**Work item**
Look through the records below for the line with "Target: black sneaker". Return that line and each one after it up to and including the line with "Expected: for every instance of the crowd", exactly.

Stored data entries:

--

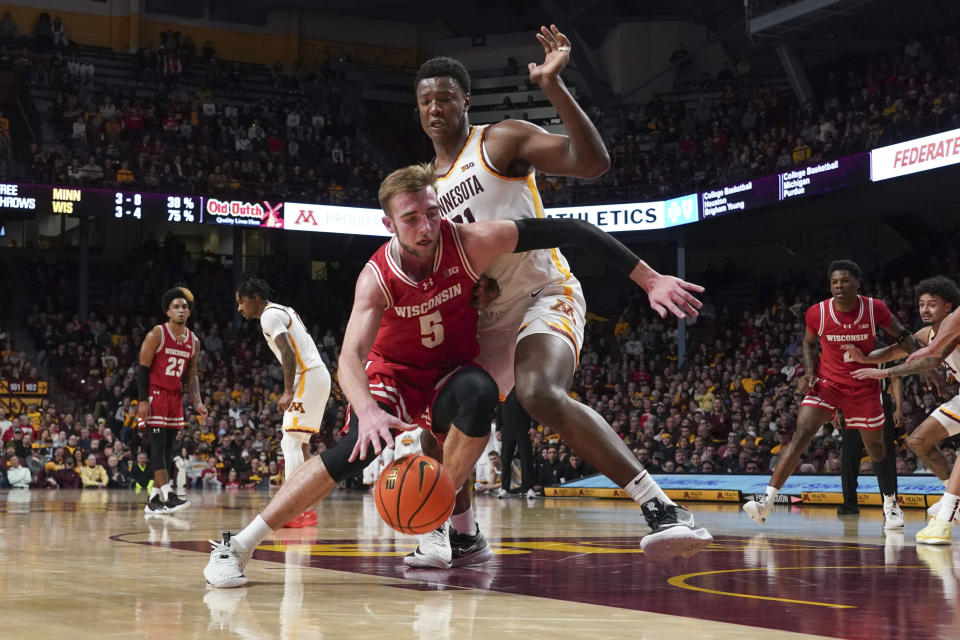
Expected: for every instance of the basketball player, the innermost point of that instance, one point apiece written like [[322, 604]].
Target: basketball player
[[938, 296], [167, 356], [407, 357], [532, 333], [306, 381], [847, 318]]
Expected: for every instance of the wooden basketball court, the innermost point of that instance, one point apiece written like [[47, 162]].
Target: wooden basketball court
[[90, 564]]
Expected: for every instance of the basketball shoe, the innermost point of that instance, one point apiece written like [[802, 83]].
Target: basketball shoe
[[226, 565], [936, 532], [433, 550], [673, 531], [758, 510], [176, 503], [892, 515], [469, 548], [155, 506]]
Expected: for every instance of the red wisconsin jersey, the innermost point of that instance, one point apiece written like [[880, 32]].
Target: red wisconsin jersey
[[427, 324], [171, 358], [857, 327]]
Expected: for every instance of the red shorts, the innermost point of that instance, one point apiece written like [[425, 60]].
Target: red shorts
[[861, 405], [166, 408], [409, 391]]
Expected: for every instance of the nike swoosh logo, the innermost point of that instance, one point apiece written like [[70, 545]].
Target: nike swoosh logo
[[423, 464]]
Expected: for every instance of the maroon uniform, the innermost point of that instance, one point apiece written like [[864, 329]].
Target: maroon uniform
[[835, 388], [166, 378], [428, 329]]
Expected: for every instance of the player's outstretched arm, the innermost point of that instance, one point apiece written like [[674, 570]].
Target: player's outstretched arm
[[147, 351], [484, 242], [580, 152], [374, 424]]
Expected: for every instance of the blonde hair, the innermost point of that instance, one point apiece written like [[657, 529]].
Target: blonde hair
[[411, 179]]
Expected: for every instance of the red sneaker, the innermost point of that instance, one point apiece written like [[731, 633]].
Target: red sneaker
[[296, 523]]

--

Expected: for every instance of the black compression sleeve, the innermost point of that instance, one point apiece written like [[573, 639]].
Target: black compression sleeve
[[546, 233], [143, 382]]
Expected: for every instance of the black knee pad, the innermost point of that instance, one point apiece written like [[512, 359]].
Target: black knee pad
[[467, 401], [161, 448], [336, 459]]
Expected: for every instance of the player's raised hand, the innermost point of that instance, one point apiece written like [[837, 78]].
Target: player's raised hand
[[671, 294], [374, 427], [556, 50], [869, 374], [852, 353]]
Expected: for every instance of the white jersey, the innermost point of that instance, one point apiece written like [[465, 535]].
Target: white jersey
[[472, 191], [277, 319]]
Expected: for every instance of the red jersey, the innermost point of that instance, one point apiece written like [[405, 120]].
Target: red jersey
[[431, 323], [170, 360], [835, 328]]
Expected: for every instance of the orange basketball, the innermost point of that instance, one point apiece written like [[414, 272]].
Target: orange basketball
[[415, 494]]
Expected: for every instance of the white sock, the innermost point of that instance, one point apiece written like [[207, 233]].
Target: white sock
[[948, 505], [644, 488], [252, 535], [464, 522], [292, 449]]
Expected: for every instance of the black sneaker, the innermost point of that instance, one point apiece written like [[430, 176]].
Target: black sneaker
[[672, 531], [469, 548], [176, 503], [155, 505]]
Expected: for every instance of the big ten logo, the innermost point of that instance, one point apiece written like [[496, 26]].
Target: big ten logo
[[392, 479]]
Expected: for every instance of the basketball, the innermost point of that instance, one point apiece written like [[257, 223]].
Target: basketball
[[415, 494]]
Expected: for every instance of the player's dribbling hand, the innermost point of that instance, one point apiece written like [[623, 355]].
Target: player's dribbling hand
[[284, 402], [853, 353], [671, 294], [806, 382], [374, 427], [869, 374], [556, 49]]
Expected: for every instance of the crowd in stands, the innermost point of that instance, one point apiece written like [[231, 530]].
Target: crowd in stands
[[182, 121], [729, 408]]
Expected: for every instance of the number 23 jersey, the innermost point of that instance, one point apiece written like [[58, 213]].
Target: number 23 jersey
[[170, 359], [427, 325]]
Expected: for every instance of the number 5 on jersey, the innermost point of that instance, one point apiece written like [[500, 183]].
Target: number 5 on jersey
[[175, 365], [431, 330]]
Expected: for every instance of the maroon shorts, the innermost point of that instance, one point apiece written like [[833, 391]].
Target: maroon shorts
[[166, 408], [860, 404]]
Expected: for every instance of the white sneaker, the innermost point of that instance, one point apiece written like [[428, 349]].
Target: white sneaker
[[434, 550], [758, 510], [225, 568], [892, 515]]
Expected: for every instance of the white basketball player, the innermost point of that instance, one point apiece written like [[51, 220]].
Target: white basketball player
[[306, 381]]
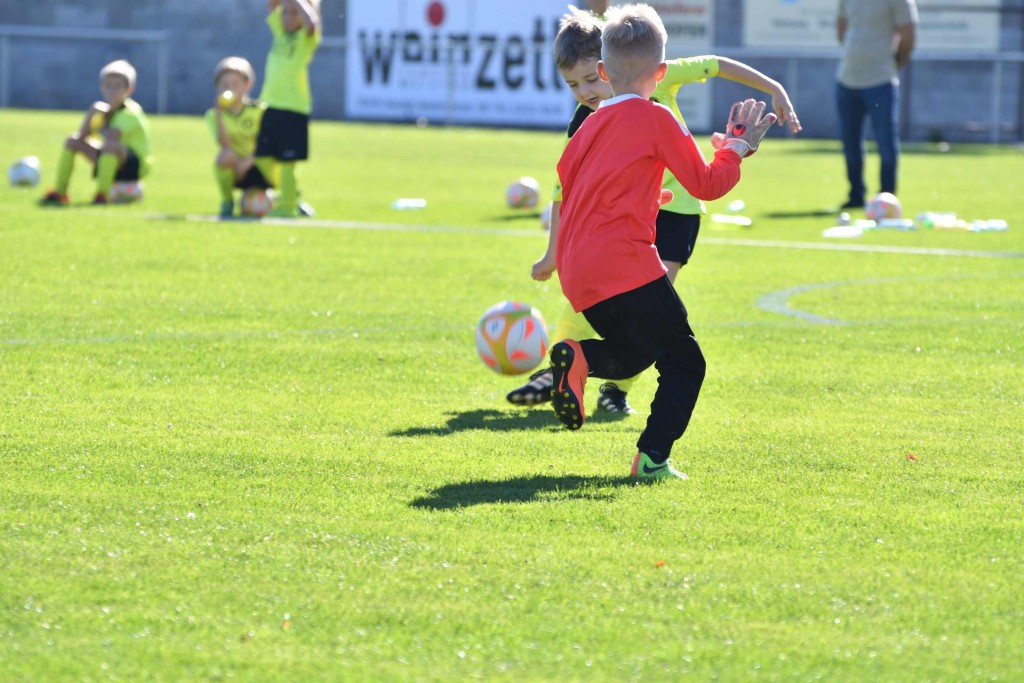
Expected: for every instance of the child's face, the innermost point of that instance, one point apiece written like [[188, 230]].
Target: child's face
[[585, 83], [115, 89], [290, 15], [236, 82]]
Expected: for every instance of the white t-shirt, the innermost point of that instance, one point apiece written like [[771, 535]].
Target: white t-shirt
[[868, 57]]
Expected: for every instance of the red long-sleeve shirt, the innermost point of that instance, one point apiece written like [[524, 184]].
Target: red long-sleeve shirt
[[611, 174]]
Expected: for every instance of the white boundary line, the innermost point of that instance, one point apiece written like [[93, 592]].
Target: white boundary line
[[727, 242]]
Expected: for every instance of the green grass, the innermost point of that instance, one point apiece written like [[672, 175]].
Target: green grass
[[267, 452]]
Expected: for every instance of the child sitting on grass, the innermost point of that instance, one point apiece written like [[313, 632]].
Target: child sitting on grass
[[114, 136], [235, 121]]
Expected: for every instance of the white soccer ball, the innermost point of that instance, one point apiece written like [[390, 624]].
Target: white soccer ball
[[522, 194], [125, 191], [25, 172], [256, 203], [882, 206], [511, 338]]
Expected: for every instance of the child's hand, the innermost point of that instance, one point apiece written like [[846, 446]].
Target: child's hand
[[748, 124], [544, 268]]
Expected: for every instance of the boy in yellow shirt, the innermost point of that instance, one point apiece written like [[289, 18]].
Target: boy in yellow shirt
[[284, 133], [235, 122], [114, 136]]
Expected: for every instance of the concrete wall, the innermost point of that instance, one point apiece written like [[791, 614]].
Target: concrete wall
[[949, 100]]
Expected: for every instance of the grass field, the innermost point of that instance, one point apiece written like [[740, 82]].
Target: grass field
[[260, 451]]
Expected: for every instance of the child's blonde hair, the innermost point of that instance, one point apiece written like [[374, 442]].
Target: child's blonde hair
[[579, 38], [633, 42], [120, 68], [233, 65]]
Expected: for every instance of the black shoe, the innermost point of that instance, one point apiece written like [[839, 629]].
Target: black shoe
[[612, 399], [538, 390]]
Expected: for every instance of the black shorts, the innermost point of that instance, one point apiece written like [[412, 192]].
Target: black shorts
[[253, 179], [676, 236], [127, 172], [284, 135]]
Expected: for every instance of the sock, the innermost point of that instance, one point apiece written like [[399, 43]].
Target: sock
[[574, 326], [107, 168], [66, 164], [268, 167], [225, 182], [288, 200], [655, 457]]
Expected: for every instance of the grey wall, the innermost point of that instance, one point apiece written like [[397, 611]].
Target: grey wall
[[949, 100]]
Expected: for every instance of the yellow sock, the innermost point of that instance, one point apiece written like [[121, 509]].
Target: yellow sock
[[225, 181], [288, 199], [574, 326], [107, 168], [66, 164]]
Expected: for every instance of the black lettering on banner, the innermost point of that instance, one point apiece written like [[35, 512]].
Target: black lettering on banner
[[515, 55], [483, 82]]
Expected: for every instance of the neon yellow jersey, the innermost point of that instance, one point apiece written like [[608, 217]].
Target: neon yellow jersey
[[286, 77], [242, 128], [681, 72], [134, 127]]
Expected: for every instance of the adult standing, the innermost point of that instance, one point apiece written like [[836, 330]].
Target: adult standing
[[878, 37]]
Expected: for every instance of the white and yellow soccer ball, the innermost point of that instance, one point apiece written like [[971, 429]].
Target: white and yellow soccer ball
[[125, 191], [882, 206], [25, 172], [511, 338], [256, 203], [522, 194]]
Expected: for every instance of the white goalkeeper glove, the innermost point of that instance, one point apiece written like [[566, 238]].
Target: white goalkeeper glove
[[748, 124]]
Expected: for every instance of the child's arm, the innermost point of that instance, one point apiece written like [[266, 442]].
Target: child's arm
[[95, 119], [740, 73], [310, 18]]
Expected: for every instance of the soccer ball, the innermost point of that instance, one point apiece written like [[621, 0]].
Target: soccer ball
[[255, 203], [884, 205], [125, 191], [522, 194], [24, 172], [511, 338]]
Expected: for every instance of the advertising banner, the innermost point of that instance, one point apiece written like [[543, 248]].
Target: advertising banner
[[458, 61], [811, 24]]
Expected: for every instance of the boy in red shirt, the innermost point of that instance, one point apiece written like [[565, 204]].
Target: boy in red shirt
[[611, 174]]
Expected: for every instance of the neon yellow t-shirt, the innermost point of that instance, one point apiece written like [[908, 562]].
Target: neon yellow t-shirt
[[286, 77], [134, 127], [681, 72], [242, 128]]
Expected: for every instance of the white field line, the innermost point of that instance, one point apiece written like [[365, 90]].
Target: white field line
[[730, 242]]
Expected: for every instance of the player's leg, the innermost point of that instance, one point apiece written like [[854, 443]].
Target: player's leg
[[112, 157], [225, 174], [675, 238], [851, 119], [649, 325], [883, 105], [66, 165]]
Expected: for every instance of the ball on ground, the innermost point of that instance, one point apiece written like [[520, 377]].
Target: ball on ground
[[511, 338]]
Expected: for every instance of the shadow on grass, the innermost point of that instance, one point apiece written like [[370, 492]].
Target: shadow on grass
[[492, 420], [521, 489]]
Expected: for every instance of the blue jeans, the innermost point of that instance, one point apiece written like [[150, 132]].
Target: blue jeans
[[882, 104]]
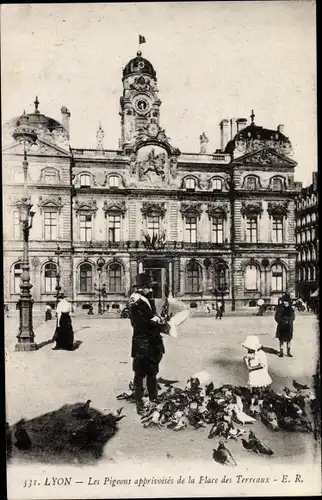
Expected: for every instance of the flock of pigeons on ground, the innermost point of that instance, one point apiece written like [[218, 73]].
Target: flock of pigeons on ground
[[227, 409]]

--

**Solution to the exercise**
Target: black sneaker
[[672, 531], [469, 548], [176, 503], [155, 505]]
Expected: for every instance of the big ten logo, the innermost point of that instance, one point apiece written like [[496, 26]].
Target: big ten logo
[[392, 479]]
Expected: for every instance of the basketball, the innermost point of that instance, one point apiece written like [[257, 223]].
Target: basketball
[[415, 494]]
Expected: for every instance of the player's dribbling hand, the innermost point of that instance, one point apiece written like [[623, 355]].
Target: player's dribbling hand
[[284, 402], [853, 353], [671, 294], [806, 382], [374, 427], [869, 374], [556, 49]]
Expected: for every instance of the crowd in stands, the innermost point of that instance, one point apiece written like [[231, 530]].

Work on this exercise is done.